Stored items
━━━━━━━━

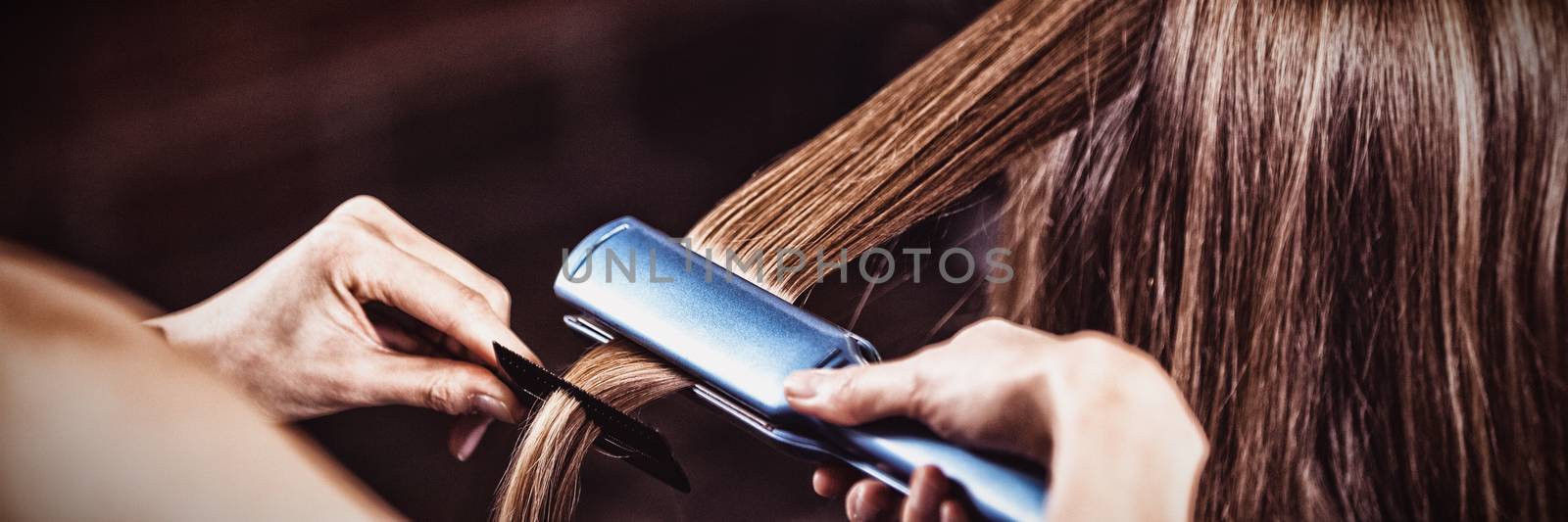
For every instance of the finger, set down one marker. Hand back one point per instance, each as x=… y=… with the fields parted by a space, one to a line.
x=858 y=394
x=417 y=243
x=833 y=480
x=954 y=511
x=454 y=388
x=870 y=500
x=399 y=339
x=466 y=436
x=927 y=491
x=431 y=297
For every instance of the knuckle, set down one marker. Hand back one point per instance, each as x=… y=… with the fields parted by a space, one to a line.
x=499 y=292
x=361 y=206
x=336 y=239
x=444 y=392
x=472 y=300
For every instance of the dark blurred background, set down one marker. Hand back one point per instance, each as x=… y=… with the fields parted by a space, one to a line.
x=176 y=146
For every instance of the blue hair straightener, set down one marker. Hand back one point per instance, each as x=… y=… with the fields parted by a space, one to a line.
x=739 y=342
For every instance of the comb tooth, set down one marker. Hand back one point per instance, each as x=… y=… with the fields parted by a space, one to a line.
x=619 y=435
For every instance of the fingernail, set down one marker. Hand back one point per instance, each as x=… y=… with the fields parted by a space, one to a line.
x=470 y=439
x=493 y=406
x=854 y=503
x=805 y=384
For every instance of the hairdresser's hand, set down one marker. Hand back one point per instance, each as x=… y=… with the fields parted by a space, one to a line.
x=1107 y=420
x=297 y=336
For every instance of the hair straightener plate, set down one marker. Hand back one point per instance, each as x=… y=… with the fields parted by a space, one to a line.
x=739 y=342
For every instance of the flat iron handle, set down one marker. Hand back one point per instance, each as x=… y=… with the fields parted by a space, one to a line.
x=1000 y=486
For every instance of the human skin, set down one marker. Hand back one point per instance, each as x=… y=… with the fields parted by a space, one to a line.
x=1102 y=414
x=101 y=420
x=297 y=336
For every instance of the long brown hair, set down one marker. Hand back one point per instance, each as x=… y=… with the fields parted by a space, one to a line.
x=1341 y=227
x=1340 y=224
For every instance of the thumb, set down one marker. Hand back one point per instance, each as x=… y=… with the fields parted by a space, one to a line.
x=443 y=384
x=857 y=394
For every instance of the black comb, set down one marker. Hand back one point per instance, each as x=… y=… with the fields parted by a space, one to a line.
x=619 y=435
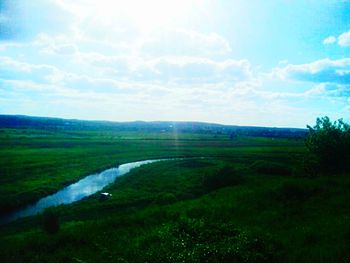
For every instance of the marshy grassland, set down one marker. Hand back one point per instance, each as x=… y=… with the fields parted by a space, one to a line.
x=246 y=200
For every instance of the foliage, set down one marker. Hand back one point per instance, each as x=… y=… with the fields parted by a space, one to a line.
x=271 y=168
x=51 y=222
x=329 y=144
x=224 y=177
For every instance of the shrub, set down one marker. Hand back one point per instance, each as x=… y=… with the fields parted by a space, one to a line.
x=50 y=221
x=293 y=192
x=226 y=176
x=271 y=168
x=165 y=198
x=329 y=143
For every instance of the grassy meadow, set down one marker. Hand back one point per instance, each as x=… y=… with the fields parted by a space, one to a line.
x=244 y=201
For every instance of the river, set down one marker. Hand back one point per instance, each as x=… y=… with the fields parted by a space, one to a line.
x=76 y=191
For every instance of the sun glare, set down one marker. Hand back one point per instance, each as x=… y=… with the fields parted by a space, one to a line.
x=144 y=15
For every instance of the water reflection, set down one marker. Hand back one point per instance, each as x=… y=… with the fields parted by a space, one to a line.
x=75 y=192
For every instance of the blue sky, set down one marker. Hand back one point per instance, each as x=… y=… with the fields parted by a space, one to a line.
x=268 y=63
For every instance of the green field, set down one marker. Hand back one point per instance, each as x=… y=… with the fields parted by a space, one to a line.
x=246 y=201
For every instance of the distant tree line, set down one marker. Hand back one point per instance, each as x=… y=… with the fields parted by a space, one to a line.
x=328 y=144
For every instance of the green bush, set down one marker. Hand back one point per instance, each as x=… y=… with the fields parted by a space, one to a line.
x=226 y=176
x=51 y=223
x=271 y=168
x=165 y=198
x=329 y=144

━━━━━━━━

If a record holds a picture, leave the picture out, but repeat every line exactly.

For every instance of the finger, set down one marker. Hand back one point per instance, each as x=… y=… with the fields parted by a space, one to a line.
x=858 y=394
x=417 y=243
x=833 y=480
x=954 y=511
x=454 y=388
x=870 y=500
x=399 y=339
x=466 y=436
x=927 y=491
x=431 y=297
For every instance of the knuckle, set down one marker. Hand back one point per instance, each as x=… y=… with the fields parted by a space, one to a line.
x=499 y=292
x=361 y=206
x=336 y=239
x=444 y=392
x=472 y=300
For every instance of the dark blurred background, set down one marker. Hand back one point per instance, each as x=… y=… with the fields parted by a space, one to a line.
x=176 y=146
For every instance of the blue hair straightener, set down one marker. Hand back one point per instance, each as x=… y=… with the fields parted by a space, one to a line.
x=739 y=342
For every instance of the comb tooth, set down one marker. Hand back one point per instance, each as x=… y=… with the fields parted by a space, one to a line.
x=619 y=435
For every instance of the fingernail, set down one marker. Hand back one point per instance, each as x=… y=… with the fields parted by a space, one to a line.
x=470 y=439
x=493 y=406
x=854 y=503
x=805 y=384
For every instance of the hairdresser's hand, set down one marker. Hand back one point per instance, each as x=… y=… with the fields parted by a space, one to a line.
x=1107 y=420
x=297 y=336
For every instance of the hair straightener plate, set down one marker. Hand back one point per instance, each as x=… y=… with the fields parted by a space, one to a line.
x=739 y=342
For every instance of the flat iron handle, set down one marker. Hand back one point per instance, each as x=… y=… with the fields parted by a space, one to a line.
x=1000 y=486
For every instance of the human skin, set down one marker. Hand back one point per instance, each as x=… y=… with the fields parted by a space, one to a line.
x=1102 y=414
x=101 y=420
x=297 y=336
For every instance of the long brown hair, set down one marker. Hand back one point per instance, each as x=… y=… with the fields parted by a space, one to a line.
x=1341 y=227
x=1340 y=224
For every instance of the thumb, set down one marker. Hand back one point per instance, each as x=… y=… with the fields parted by a space, one to a line.
x=443 y=384
x=857 y=394
For every instance of the black comb, set down one marker. Hand back one point per instance, each as x=… y=… with the fields parted by a space, one to a line.
x=619 y=435
For every instance of the marshy grassland, set down one marker. Hand back one point per instance, each as x=… y=… with the fields parted by a space, one to a line.
x=246 y=200
For every instance of the foliage, set down one marker. Hand back one point per instance, each as x=… y=… with the fields parted by a space, one to a line.
x=271 y=168
x=51 y=222
x=329 y=144
x=224 y=177
For every instance of the shrub, set down one marker. Hand back one point per instance, each as x=… y=… with the fields parted by a space, one to a line.
x=50 y=221
x=293 y=192
x=226 y=176
x=271 y=168
x=165 y=198
x=329 y=143
For every instance of the grassy meadow, set down one marker. Hand back one point per instance, each as x=… y=… with the fields parted by a space, one to a line.
x=244 y=201
For every instance of the river, set down one marker. Hand back one point per instance, each as x=… y=… with the fields parted by a space, one to a line.
x=76 y=191
For every instance of the sun glare, set down one marker. Hand back one point per instance, each as x=… y=… with the fields parted by a space, one to a line.
x=144 y=15
For every instance of the water reflection, set down one marker. Hand back one point per instance, each as x=… y=… with the fields parted by a space, one to a line.
x=75 y=192
For every instance of the blue sky, set down one marker. Hand back one point per instance, each as x=… y=… with the fields parted by a space, one to a line.
x=268 y=63
For every instance of the green field, set down one marker. Hand back one point per instance, each as x=… y=… with the fields parted by a space, one to a line.
x=246 y=201
For every instance of the distant tree line, set down one marker. Hand back one point per instance, each as x=… y=… with the fields parted by a space, one to a line.
x=328 y=144
For every instance of the green bush, set down one marker. Hand back one point per instance, each as x=… y=… with the fields parted by a space, one to a line.
x=226 y=176
x=51 y=223
x=271 y=168
x=165 y=198
x=329 y=144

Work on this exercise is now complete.